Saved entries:

Content starts

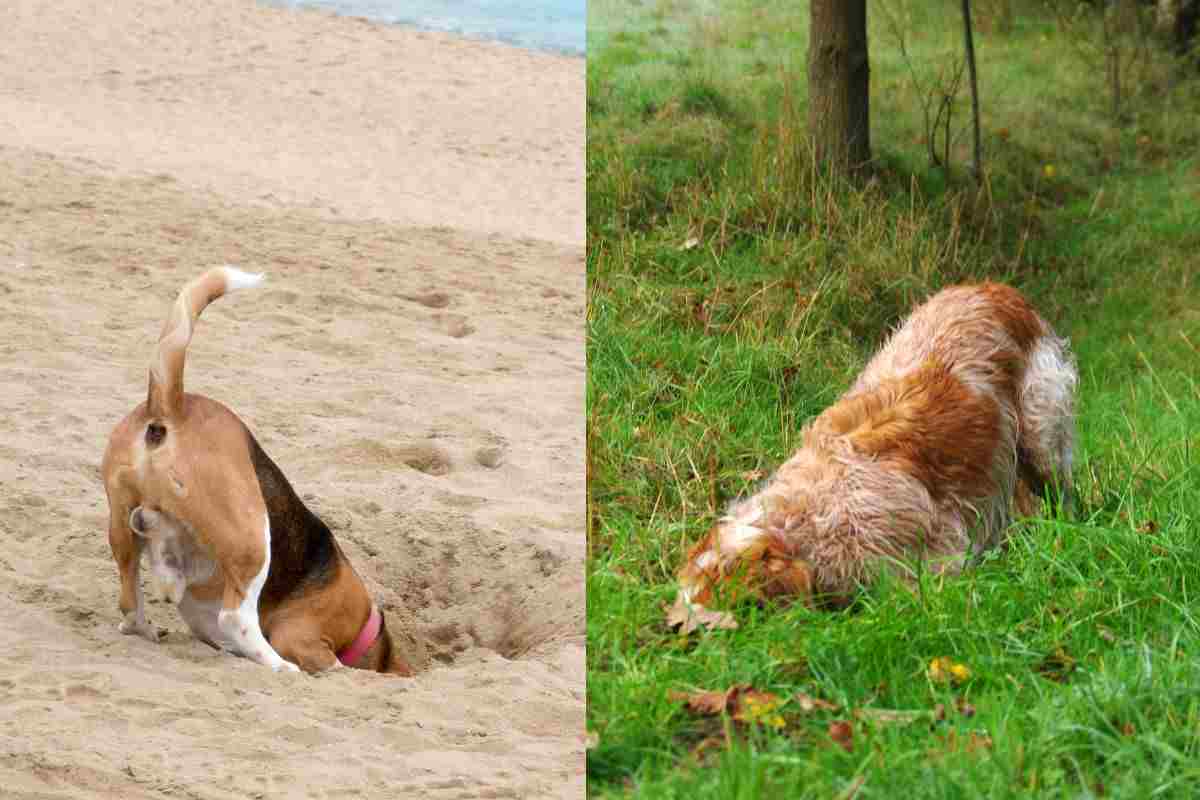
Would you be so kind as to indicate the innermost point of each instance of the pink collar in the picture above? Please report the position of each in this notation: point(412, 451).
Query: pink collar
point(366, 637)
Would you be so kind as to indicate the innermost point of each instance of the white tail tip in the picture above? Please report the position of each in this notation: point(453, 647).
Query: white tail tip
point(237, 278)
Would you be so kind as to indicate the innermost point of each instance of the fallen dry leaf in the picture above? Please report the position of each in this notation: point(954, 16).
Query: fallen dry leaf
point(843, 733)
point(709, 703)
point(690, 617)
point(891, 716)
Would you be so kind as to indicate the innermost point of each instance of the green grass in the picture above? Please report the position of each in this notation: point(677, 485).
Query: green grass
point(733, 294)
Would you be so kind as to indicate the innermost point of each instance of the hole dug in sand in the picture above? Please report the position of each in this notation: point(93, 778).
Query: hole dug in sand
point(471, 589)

Content ends
Content starts

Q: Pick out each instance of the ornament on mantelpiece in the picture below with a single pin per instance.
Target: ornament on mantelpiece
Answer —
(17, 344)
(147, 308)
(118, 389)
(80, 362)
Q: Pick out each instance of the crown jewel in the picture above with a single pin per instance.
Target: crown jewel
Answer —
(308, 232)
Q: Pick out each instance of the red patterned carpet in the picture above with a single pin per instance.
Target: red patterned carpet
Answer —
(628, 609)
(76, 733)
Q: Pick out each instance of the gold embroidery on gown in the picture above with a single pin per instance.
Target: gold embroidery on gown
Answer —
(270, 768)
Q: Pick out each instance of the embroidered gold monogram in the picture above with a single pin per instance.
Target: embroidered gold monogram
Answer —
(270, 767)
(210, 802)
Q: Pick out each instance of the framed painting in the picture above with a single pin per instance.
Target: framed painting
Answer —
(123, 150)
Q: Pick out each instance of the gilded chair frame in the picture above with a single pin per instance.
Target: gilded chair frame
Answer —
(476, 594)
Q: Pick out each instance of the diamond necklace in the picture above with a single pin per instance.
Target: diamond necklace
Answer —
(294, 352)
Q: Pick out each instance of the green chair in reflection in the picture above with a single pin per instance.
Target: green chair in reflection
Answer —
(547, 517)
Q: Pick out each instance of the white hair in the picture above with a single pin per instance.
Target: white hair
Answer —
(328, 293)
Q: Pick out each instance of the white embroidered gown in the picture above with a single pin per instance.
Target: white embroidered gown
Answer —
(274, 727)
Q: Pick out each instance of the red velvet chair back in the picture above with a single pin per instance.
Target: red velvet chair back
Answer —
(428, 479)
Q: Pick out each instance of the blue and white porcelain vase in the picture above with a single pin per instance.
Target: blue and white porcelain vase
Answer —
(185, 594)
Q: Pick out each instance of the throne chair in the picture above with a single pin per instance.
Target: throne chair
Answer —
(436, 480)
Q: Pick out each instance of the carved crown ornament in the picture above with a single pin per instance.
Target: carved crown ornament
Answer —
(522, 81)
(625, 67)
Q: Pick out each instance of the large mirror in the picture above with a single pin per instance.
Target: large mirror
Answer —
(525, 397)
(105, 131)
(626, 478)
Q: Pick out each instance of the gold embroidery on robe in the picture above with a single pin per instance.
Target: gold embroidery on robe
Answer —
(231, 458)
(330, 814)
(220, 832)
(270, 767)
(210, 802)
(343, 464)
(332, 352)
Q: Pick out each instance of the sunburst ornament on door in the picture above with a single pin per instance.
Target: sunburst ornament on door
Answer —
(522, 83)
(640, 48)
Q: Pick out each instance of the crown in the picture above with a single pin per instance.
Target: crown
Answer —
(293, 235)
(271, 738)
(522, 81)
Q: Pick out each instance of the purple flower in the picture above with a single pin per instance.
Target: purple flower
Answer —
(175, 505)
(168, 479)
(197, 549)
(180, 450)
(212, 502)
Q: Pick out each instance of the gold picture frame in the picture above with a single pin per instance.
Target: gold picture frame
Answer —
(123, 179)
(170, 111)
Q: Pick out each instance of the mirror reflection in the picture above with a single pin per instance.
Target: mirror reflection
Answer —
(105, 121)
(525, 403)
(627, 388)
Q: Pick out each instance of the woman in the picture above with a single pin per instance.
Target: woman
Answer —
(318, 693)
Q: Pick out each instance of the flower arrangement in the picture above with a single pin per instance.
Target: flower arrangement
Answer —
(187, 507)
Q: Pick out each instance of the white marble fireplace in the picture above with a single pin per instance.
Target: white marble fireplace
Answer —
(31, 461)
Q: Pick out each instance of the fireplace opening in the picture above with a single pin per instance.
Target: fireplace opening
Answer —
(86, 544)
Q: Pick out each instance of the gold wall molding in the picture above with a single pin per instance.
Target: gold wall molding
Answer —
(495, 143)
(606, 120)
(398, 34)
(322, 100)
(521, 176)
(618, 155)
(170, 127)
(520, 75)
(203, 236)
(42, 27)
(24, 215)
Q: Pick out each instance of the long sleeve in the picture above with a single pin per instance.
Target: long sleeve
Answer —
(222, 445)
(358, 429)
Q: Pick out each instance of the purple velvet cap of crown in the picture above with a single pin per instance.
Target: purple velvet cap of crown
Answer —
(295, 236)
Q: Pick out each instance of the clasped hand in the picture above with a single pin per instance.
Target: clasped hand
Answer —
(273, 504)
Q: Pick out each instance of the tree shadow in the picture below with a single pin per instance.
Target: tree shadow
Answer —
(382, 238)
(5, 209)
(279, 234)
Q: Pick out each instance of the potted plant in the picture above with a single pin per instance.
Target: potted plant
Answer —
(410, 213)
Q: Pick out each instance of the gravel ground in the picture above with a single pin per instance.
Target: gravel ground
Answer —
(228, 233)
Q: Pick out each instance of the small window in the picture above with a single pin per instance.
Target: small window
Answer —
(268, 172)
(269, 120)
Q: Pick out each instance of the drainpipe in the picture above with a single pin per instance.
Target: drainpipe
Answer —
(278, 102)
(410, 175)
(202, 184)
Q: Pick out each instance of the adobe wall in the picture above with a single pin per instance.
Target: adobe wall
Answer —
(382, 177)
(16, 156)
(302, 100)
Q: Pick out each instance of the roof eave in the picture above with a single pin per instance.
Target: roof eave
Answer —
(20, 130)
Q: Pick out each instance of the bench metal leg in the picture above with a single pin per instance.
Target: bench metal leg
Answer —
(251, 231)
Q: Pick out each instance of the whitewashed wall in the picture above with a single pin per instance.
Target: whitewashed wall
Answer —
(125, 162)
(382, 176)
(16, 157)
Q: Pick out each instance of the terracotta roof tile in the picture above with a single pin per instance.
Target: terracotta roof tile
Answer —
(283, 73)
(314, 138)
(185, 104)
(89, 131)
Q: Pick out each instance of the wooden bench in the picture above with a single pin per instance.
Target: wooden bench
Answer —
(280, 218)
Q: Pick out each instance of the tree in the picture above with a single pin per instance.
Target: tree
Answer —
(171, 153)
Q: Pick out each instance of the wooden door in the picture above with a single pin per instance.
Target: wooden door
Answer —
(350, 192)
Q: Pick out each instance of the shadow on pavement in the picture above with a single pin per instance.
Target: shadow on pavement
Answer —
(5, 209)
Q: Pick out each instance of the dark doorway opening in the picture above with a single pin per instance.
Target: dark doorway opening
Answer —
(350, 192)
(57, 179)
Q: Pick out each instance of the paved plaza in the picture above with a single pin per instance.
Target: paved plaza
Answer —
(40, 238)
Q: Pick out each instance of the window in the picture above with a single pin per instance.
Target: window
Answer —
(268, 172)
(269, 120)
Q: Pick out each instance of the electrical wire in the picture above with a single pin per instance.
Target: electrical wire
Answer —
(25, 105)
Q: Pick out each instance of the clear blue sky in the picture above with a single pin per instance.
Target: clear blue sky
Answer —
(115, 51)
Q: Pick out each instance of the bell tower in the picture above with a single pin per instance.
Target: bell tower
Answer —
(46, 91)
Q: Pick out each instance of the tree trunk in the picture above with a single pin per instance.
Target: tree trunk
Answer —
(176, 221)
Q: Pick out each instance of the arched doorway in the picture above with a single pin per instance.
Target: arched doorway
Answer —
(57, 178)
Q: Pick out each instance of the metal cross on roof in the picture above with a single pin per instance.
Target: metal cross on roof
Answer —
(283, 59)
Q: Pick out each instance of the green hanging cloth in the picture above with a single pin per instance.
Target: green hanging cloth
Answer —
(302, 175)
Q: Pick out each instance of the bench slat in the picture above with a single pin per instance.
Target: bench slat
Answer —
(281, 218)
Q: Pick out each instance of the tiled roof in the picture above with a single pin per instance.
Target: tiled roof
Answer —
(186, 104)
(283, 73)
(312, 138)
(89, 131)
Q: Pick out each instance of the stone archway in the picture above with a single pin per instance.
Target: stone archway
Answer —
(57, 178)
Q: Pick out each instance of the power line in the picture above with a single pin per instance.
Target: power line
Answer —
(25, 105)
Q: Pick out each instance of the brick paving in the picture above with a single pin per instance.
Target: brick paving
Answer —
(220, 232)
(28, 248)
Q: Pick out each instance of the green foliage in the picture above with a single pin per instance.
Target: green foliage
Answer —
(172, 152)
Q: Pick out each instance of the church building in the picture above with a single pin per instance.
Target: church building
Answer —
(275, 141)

Content ends

## WHAT IS REQUIRED
Work through the records above. Copy every line with the string "metal".

## EXERCISE RESPONSE
Q: Pick out each instance of the bench metal leg in the picture above with a single pin per instance.
Target: bench metal leg
Q: Pick out each instance of the metal cross on roof in the picture above with a single pin per instance.
Target: metal cross on roof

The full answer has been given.